== ИСХОДНЫЙ ТЕКСТ ==
------------------------------------

Если ангел, не ведающий ни боли, ни страха, ни восторга, запоет вместе с Рут Левин, он через минуту-другую, смутившись, отступит в глубь сцены и, посрамленный, исчезнет. Исчезнет совсем, ибо ему откроются боль, страх и восторг, с которыми ангел не справится.
Когда поет Рут, закрывая глаза или устремляя взор в никому, кроме нее, не видимое пространство, мерно раскачиваясь, словно тело ее – не тело, а легкий, тоненький проводок, соединяющий, трепеща и светясь, сушу и воду, небо и землю, жизнь и смерть – цепенеет и смирно укладывается у ног ветер, в полуобмороке утихает и обвисает листва, обрывая бег, обмирают ошалевшие облака.
– Еще? – осторожно спрашивает певица.
А ответить нельзя, и невозможно даже кивнуть, потому что воспаленное сердце пульсирует в горле.
Рут Левин
Моти Шмит, скрипач, дирижер, композитор, преподаватель музыкальной академии Рубина, близкий друг Рут Левин, уверяет, что она поет голосом исчезнувшей Атлантиды, голосом пепла, голосом памяти об уничтоженном европейском еврействе.
Рут Левин поет на идише. Еще – на иврите, французском, английском, русском. У тех, кто слышит Рут, смешиваются, возвращаясь к первоисточнику, языки, теряется ощущение времени, связь с реальностью. И никто, подсказывает душа, не держит нас здесь, на земле, и ничто не мешает подняться вслед за голосом Рут, и никого не жаль, и ничего не страшно. Лишь бы не потерять этот голос, лишь бы он не растаял, лишь бы дослушать. И тогда умереть, или вечно жить, или невечно, или – все одно, только бы пела Рут.
Лейбу Левин
Ни одна фотография Рут ни в малейшей степени не отражает игры красок, штрихов, теней постоянно меняющегося лица. То девическая стеснительность, то колдовское всеведенье, – она неузнаваема, неуловима, красива всегда неземной, то Богом, то дьяволом дарованной красотой.
Слово «папа» в рассказе Рут встречается чаще всех прочих слов. И в местоимении «я» тоже слышится «папа», и в имени сына, и в молчании, и в неожиданно детском безудержном всплеске смеха, и в дрожи тоненьких пальцев, и в быстро сбегающих вниз, по щекам, слезах, поспешно прячущихся под безупречно вычерченными скулами.
– Душа Лейбу Левина, – шепчет Моти, – переселилась в Рут.

------------------------------------

== РАЗДЕЛ ДАННЫХ ==
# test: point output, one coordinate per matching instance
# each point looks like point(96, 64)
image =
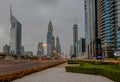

------------------------------------

== ЧТО СДЕЛАТЬ ==
1/ Обновите фрагмент исходного текста между словами «А ответить нельзя, и» и «бы пела Рут.» включительно, заменив «скрипач» на «виолончелист».
2/ Продолжите очерк о певице Рут Левин, начав сразу после его последней фразы.
Данные здесь никак не используются.

== ОТВЕТЫ К ЗАДАНИЯМ ==
1/
А ответить нельзя, и невозможно даже кивнуть, потому что воспаленное сердце пульсирует в горле.
Рут Левин
Моти Шмит, виолончелист, дирижер, композитор, преподаватель музыкальной академии Рубина, близкий друг Рут Левин, уверяет, что она поет голосом исчезнувшей Атлантиды, голосом пепла, голосом памяти об уничтоженном европейском еврействе.
Рут Левин поет на идише. Еще – на иврите, французском, английском, русском. У тех, кто слышит Рут, смешиваются, возвращаясь к первоисточнику, языки, теряется ощущение времени, связь с реальностью. И никто, подсказывает душа, не держит нас здесь, на земле, и ничто не мешает подняться вслед за голосом Рут, и никого не жаль, и ничего не страшно. Лишь бы не потерять этот голос, лишь бы он не растаял, лишь бы дослушать. И тогда умереть, или вечно жить, или невечно, или – все одно, только бы пела Рут.

2/
Я смотрю на него вопросительно, но его не смущает мой взгляд. Он кивает, подтверждая им сказанное, и растерянно пожимает плечами, сообщая тем самым, что он лишь подчеркивает очевидно свершившийся факт, не смея его комментировать…
В феврале 1983 года Лейбу Левин ушел в мир иной. В тот же миг или несколько позже – через мгновение, растянувшееся на траур и скорбь, – нашему миру явилась певица Рут Левин, равных которой нет.
– Я думаю, папа хотел, чтобы я стала его продолжением, – говорит Рут, – чтобы я пела так, как пел он…
«Мой отец был художником слова, – писала Рут. – Чтец и певец на идише, композитор, он пользовался в тридцатых годах огромной популярностью в еврейских литературных кругах Румынии, в многочисленных городах и местечках, где выступал с гастролями, читая гениальные басни Штейнберга, прозу Переца, Надира, Шолом-Алейхема, стихи Хальперна, Магнера, Левика, Луцкого. Иногда стихи сами ложились на музыку, и он исполнял их как песни. До сих пор я встречаю в Израиле стариков, у которых светлеют глаза, едва я упоминаю папино имя. «А, Лейбу Левин? Это было да-а…»»
В 40-м Лейбу Левин оказался в СССР. В 41-м ушел на фронт. В 42-м, отозванный с фронта в числе бывших румынских граждан, оказался в трудармии на Урале. И в том же году – в ГУЛАГе, где по обвинению в шпионаже провел четырнадцать лет. Все родные Лейбу Левина погибли в Транснистрии.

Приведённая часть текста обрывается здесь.